> [Text]:
═══
LEADERSHIPMAR 20263 MIN READ← INSIGHTS

How I Grew 20+ Engineers Without Headcount Authority

MENTORINGIC-LEADERSHIPTEAM-GROWTHFEEDBACK

Let me be clear about the shape of my role before I say anything else: I'm an IC tech lead on a 13+ person engineering team at Simplilearn. No direct reports. No performance reviews to write. No org chart authority over anyone.

That's a real constraint. It's also taught me more about what technical mentorship actually is than any management framework I've ever read.

What Mentorship Looks Like Without the Title

Classic mentorship models assume hierarchy: a senior person sets goals, tracks progress, holds someone accountable. That's a coherent model. It's just not the one available to me.

What I have instead is proximity, credibility, and the ability to make things visible. When I validate a workflow and share it clearly, engineers see it and decide whether to use it. When I leave a thorough code review comment that explains the why not just the what, that comment might shift how an engineer thinks about a class of problems — permanently, not just for the PR. That's mentorship. It's just distributed and asynchronous and doesn't look like a 1-on-1 calendar block.

The most useful reframe I've found: technical mentorship at the IC lead level is about changing defaults. Not changing what someone does today — changing the baseline pattern they reach for on every similar problem in the future.

Demonstrated Workflows as the Medium

The Agentic Coding Company Playbook I put together for our AI tooling rollout is probably the clearest example of what mentorship looks like in practice for me.

I didn't run workshops or assign reading. I validated specific workflows — the Figma MCP integration, the merge conflict resolution pattern, the cherry-pick branch split workflow for clean history management — in real work first. Each one was a genuine problem I solved, and I documented what I found. The playbook was the record of things that already worked, not things I thought might work.

The team adopted them. Not because I asked, but because engineers could look at the documentation, try it on a real task, and see the difference. The adoption was pull, not push. That's what I was going for.

LLM Wiki and Graphify followed the same pattern — I demonstrated the approach in a context people could see, explained what it unlocked, and made it easy for engineers to try it themselves. A few did. Some of those engineers are now the ones introducing it to others.

That propagation effect is the real metric. When someone who adopted a pattern from you starts teaching it to someone else without involving you at all — that's when you know it actually landed.
═══
> [Entries supplied]:
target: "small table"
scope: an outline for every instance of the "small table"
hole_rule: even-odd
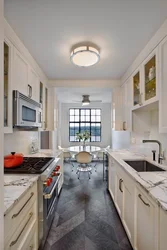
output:
[[[101,150],[100,147],[96,147],[96,146],[73,146],[73,147],[69,147],[68,150],[70,152],[75,152],[75,153],[79,153],[82,151],[86,151],[89,153],[95,153]]]

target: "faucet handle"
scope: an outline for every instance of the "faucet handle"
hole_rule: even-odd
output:
[[[152,150],[152,153],[153,153],[153,161],[155,161],[156,150]]]

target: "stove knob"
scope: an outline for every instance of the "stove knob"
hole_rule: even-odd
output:
[[[56,176],[56,172],[52,172],[52,176]]]
[[[50,180],[46,180],[46,181],[44,182],[44,185],[45,185],[46,187],[49,187],[50,184],[51,184]]]
[[[60,169],[60,166],[56,166],[55,170],[59,171],[59,169]]]
[[[48,179],[44,182],[44,185],[45,185],[46,187],[49,187],[51,183],[52,183],[52,178],[50,177],[50,178],[48,178]]]
[[[52,181],[53,181],[52,177],[48,178],[48,180],[50,181],[50,184],[51,184]]]

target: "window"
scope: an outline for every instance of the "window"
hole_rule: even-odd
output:
[[[76,133],[84,131],[90,133],[90,142],[101,141],[101,109],[69,110],[69,141],[79,141]]]

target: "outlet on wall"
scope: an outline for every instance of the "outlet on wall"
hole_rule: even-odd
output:
[[[131,138],[131,143],[132,143],[132,144],[136,144],[136,138],[135,138],[135,137],[132,137],[132,138]]]

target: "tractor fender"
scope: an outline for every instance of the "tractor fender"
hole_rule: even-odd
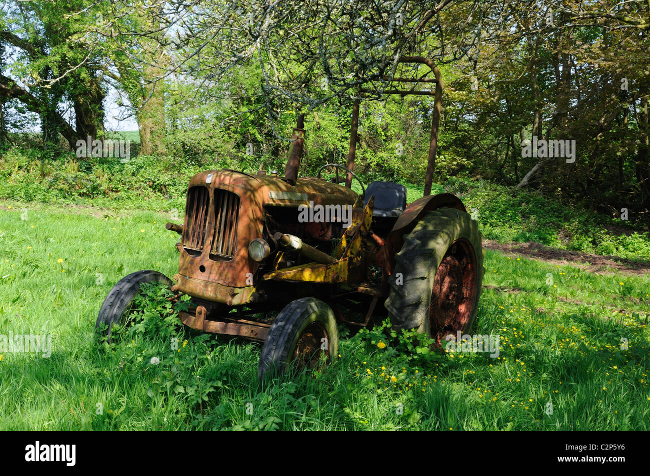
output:
[[[388,271],[388,275],[392,274],[395,269],[395,254],[402,249],[404,235],[410,233],[417,222],[426,213],[443,207],[467,212],[463,202],[455,195],[438,194],[419,198],[409,205],[400,215],[386,240],[384,267],[387,268],[385,270]],[[384,275],[386,274],[384,273]]]

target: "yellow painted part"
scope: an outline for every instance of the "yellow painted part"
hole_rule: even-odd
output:
[[[348,281],[347,258],[329,264],[307,263],[264,275],[265,279],[303,282],[345,282]]]

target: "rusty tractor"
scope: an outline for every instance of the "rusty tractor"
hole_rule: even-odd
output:
[[[391,182],[364,188],[354,171],[359,100],[346,166],[326,164],[317,177],[299,177],[299,115],[284,177],[223,169],[191,179],[183,224],[166,225],[180,235],[173,282],[151,270],[123,278],[106,297],[98,327],[105,325],[110,336],[142,283],[164,282],[175,299],[191,298],[179,316],[185,325],[263,343],[261,379],[335,356],[337,321],[359,327],[388,316],[394,329],[417,329],[438,347],[469,331],[484,271],[481,234],[459,198],[430,195],[442,80],[430,60],[400,62],[426,65],[435,77],[390,80],[434,83],[435,92],[397,90],[393,82],[384,92],[435,97],[424,196],[407,203],[406,188]],[[326,168],[340,169],[344,186],[338,173],[321,178]]]

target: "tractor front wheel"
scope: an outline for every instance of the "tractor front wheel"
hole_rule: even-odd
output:
[[[417,329],[443,348],[471,329],[484,271],[476,221],[455,208],[429,212],[395,255],[385,303],[393,327]]]
[[[314,297],[292,301],[278,314],[262,347],[258,376],[281,375],[289,366],[315,368],[339,348],[339,332],[332,310]]]
[[[114,325],[127,325],[128,315],[133,308],[134,298],[140,292],[140,285],[153,281],[169,286],[173,284],[172,280],[162,273],[151,269],[131,273],[118,281],[101,305],[95,327],[100,329],[105,325],[107,328],[105,335],[110,341]]]

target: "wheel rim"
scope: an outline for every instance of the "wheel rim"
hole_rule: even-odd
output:
[[[476,294],[476,258],[467,240],[452,244],[436,273],[431,293],[429,323],[437,345],[449,334],[466,329]]]
[[[327,339],[328,348],[321,349],[322,339]],[[325,326],[320,322],[309,324],[298,336],[296,347],[292,353],[292,363],[298,369],[315,368],[324,355],[330,357],[330,337]]]

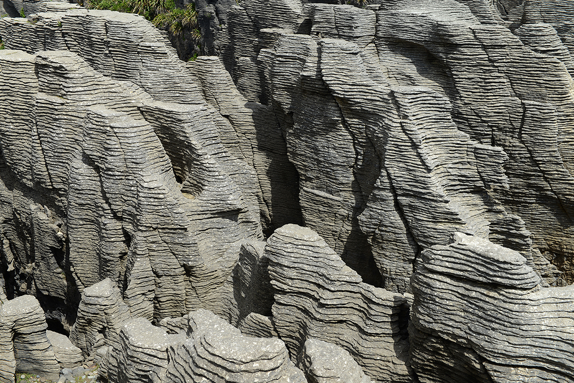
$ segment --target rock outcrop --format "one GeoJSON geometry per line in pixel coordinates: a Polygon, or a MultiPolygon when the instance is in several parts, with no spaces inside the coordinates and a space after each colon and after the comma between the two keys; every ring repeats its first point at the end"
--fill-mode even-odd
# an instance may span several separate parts
{"type": "Polygon", "coordinates": [[[320,1],[0,0],[0,381],[574,381],[574,6],[320,1]]]}
{"type": "Polygon", "coordinates": [[[331,343],[310,338],[303,347],[303,363],[311,383],[370,383],[351,355],[331,343]]]}
{"type": "Polygon", "coordinates": [[[518,252],[456,233],[422,252],[413,289],[421,381],[572,381],[573,288],[543,287],[518,252]]]}
{"type": "Polygon", "coordinates": [[[273,323],[292,357],[314,338],[342,347],[373,381],[410,381],[404,296],[362,282],[307,228],[276,230],[265,254],[276,288],[273,323]]]}
{"type": "Polygon", "coordinates": [[[30,295],[0,306],[0,381],[13,383],[16,370],[57,380],[60,365],[46,334],[44,310],[30,295]]]}

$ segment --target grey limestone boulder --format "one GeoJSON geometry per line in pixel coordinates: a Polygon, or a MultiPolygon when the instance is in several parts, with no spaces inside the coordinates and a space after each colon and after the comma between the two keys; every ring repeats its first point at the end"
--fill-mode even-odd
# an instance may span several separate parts
{"type": "Polygon", "coordinates": [[[518,252],[456,233],[423,252],[412,283],[421,381],[572,381],[572,287],[543,287],[518,252]]]}
{"type": "Polygon", "coordinates": [[[273,323],[293,357],[315,338],[343,347],[373,381],[410,381],[404,296],[363,283],[308,228],[276,230],[265,255],[273,323]]]}
{"type": "Polygon", "coordinates": [[[252,338],[207,310],[189,314],[191,337],[170,346],[165,381],[306,382],[282,341],[252,338]]]}
{"type": "Polygon", "coordinates": [[[303,364],[311,383],[370,383],[371,380],[342,347],[312,338],[303,347],[303,364]]]}
{"type": "Polygon", "coordinates": [[[50,330],[46,331],[46,336],[54,349],[56,359],[63,369],[77,367],[84,361],[82,350],[74,346],[68,337],[50,330]]]}
{"type": "Polygon", "coordinates": [[[24,295],[0,306],[0,381],[13,383],[15,372],[57,380],[60,365],[46,334],[38,300],[24,295]]]}

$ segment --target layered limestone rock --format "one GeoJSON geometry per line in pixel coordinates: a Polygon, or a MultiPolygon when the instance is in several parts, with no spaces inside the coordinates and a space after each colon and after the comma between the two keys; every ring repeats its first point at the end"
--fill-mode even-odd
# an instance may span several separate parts
{"type": "Polygon", "coordinates": [[[58,379],[60,365],[46,335],[47,328],[44,311],[33,296],[19,296],[2,303],[0,381],[13,383],[17,370],[58,379]]]}
{"type": "Polygon", "coordinates": [[[333,343],[312,338],[305,342],[303,363],[312,383],[370,383],[351,355],[333,343]]]}
{"type": "Polygon", "coordinates": [[[413,289],[421,381],[572,381],[573,287],[543,287],[518,252],[456,233],[422,252],[413,289]]]}
{"type": "Polygon", "coordinates": [[[2,381],[574,381],[572,5],[335,2],[2,2],[2,381]]]}
{"type": "MultiPolygon", "coordinates": [[[[174,321],[170,333],[144,318],[124,325],[108,372],[111,381],[306,382],[278,339],[245,337],[207,310],[174,321]]],[[[168,325],[170,323],[170,325],[168,325]]]]}
{"type": "Polygon", "coordinates": [[[306,381],[278,339],[244,336],[207,310],[191,313],[189,326],[191,337],[168,351],[169,364],[162,381],[306,381]]]}
{"type": "Polygon", "coordinates": [[[362,282],[316,233],[295,225],[267,241],[272,309],[292,357],[308,338],[342,347],[375,382],[409,382],[405,298],[362,282]]]}

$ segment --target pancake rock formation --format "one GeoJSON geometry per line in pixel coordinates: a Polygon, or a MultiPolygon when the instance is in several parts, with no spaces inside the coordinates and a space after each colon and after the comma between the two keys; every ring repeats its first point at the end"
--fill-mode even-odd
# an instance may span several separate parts
{"type": "Polygon", "coordinates": [[[574,382],[571,1],[193,2],[0,0],[0,381],[574,382]]]}

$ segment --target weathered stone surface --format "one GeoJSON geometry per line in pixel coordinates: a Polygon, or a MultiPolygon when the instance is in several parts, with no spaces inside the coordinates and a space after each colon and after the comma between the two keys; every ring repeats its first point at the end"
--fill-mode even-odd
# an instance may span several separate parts
{"type": "Polygon", "coordinates": [[[572,381],[572,287],[542,287],[523,257],[487,240],[453,241],[424,251],[413,276],[421,381],[572,381]]]}
{"type": "Polygon", "coordinates": [[[122,300],[119,289],[106,278],[82,293],[70,340],[84,356],[102,346],[117,349],[119,331],[129,318],[129,309],[122,300]]]}
{"type": "Polygon", "coordinates": [[[410,381],[403,296],[362,282],[308,228],[276,230],[265,255],[276,288],[273,322],[292,357],[315,338],[342,347],[374,381],[410,381]]]}
{"type": "Polygon", "coordinates": [[[16,371],[57,380],[60,365],[46,335],[46,319],[30,295],[0,306],[0,381],[13,383],[16,371]]]}
{"type": "Polygon", "coordinates": [[[128,321],[122,327],[117,348],[108,354],[113,361],[108,371],[110,381],[168,381],[168,347],[186,339],[185,334],[168,334],[144,318],[128,321]]]}
{"type": "Polygon", "coordinates": [[[50,330],[46,331],[46,336],[54,349],[56,360],[62,368],[73,368],[82,364],[84,358],[82,350],[72,343],[68,337],[50,330]]]}
{"type": "Polygon", "coordinates": [[[338,346],[309,338],[303,347],[303,365],[311,383],[370,383],[351,355],[338,346]]]}
{"type": "Polygon", "coordinates": [[[573,381],[571,2],[335,2],[0,1],[3,378],[573,381]]]}
{"type": "Polygon", "coordinates": [[[189,314],[191,338],[172,345],[166,382],[305,382],[277,338],[251,338],[207,310],[189,314]]]}

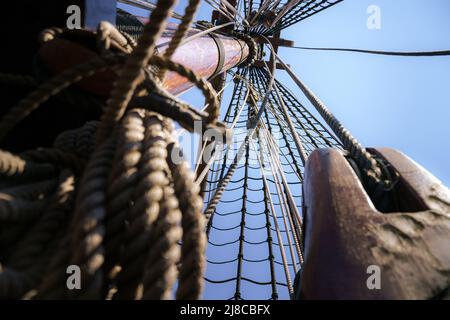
═══
> [Work to complete]:
1. In the leadership article, how large is the engineering team on which the author is an IC tech lead?
2. Repeat the passage of the leadership article between "How I Grew 20+" and "available to me.", inclusive.
The lines above come from a separate source, not from the leadership article.

> [Response list]:
1. It is a 13+ person engineering team at Simplilearn.

2.
How I Grew 20+ Engineers Without Headcount Authority

MENTORINGIC-LEADERSHIPTEAM-GROWTHFEEDBACK

Let me be clear about the shape of my role before I say anything else: I'm an IC tech lead on a 13+ person engineering team at Simplilearn. No direct reports. No performance reviews to write. No org chart authority over anyone.

That's a real constraint. It's also taught me more about what technical mentorship actually is than any management framework I've ever read.

What Mentorship Looks Like Without the Title

Classic mentorship models assume hierarchy: a senior person sets goals, tracks progress, holds someone accountable. That's a coherent model. It's just not the one available to me.